START Page excerpt

Selection sort is a simple and efficient sorting algorithm that works by repeatedly selecting the smallest (or largest) element from the unsorted portion of the list and moving it to the sorted portion of the list. The algorithm repeatedly selects the smallest (or largest) element from the unsorted portion of the list and swaps it with the first element of the unsorted portion. This process is repeated for the remaining unsorted portion of the list until the entire list is sorted. One variation of selection sort is called “Bidirectional selection sort” that goes through the list of elements by alternating between the smallest and largest element, this way the algorithm can be faster in some cases.

The algorithm maintains two subarrays in a given array.

  • The subarray which already sorted.
  • The remaining subarray was unsorted.

The time complexity is O(n^2) in the worst case scenario for the comparisons and O(n) for swaps.

procedure selection sort 
   list  : array of items
   n     : size of list

   for i = 1 to n - 1
   /* set current element as minimum*/
      min = i    
  
      /* check the element to be minimum */

      for j = i+1 to n 
         if list[j] < list[min] then
            min = j;
         end if
      end for

      /* swap the minimum element with the current element*/
      if indexMin != i  then
         swap list[min] and list[i]
      end if
   end for
	
end procedure

Selection Sort

Merge Sort:

Merge sort is a sorting algorithm that works by dividing an array into smaller subarrays, sorting each subarray, and then merging the sorted subarrays back together to form the final sorted array.

In simple terms, we can say that the process of merge sort is to divide the array into two halves, sort each half, and then merge the sorted halves back together. This process is repeated until the entire array is sorted. The algorithm explained:

step 1: start

step 2: declare array and left, right, mid variable

step 3: perform merge function.
    if left > right
        return
    mid= (left+right)/2
    mergesort(array, left, mid)
    mergesort(array, mid+1, right)

END Page excerpt

**Assignment**
Do statements (a), (b), and (c) agree with the sorting excerpt above? For each one, answer yes or no and quote the words from the excerpt that decide it.
(a) Selection sort swaps the element it selects with the first element of the unsorted portion.
(b) Selection sort needs O(n^2) swaps in the worst case.
(c) Merge sort divides the array into two halves.

START Material shown

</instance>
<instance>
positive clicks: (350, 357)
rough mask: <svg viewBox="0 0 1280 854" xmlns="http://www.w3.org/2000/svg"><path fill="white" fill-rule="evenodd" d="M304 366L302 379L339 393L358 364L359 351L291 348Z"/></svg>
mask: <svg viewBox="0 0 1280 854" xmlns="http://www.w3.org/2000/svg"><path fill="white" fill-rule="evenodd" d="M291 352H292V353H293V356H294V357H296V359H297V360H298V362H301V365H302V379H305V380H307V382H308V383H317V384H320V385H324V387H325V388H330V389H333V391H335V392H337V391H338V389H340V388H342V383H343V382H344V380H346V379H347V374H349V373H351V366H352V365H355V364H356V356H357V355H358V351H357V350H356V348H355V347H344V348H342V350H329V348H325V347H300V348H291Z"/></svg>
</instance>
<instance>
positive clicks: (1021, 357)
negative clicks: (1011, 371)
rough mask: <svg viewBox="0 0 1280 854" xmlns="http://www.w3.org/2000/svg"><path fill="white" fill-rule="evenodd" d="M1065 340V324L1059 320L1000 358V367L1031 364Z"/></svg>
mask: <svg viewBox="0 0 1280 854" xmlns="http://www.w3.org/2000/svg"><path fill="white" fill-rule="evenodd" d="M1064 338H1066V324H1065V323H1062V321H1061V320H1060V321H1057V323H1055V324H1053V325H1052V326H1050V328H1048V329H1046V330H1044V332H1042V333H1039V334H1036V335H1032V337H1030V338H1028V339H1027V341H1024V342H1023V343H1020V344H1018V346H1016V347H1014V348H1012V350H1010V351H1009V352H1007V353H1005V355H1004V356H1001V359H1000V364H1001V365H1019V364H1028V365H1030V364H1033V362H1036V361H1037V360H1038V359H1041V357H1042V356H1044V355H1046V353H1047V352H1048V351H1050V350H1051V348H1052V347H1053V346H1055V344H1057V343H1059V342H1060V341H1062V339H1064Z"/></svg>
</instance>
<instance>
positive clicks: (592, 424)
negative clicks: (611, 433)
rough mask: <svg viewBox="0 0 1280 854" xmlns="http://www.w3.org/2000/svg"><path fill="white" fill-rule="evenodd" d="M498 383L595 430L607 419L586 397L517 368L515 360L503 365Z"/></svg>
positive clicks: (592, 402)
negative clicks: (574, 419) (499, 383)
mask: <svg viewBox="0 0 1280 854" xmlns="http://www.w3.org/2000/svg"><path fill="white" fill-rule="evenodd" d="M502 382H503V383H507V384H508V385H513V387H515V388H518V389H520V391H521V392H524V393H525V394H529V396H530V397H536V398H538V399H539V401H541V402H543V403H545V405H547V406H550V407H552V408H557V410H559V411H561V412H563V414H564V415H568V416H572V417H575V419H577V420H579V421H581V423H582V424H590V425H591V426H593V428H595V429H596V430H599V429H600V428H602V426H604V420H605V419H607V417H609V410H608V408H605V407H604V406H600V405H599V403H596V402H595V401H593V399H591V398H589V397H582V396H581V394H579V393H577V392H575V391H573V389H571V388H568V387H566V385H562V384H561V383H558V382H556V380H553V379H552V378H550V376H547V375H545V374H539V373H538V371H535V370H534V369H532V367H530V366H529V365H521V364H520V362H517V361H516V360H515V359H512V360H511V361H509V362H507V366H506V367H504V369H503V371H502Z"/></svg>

END Material shown

**Answer space**
(a) Yes: "swaps it with the first element of the unsorted portion"
(b) No: "O(n) for swaps"
(c) Yes: "divide the array into two halves"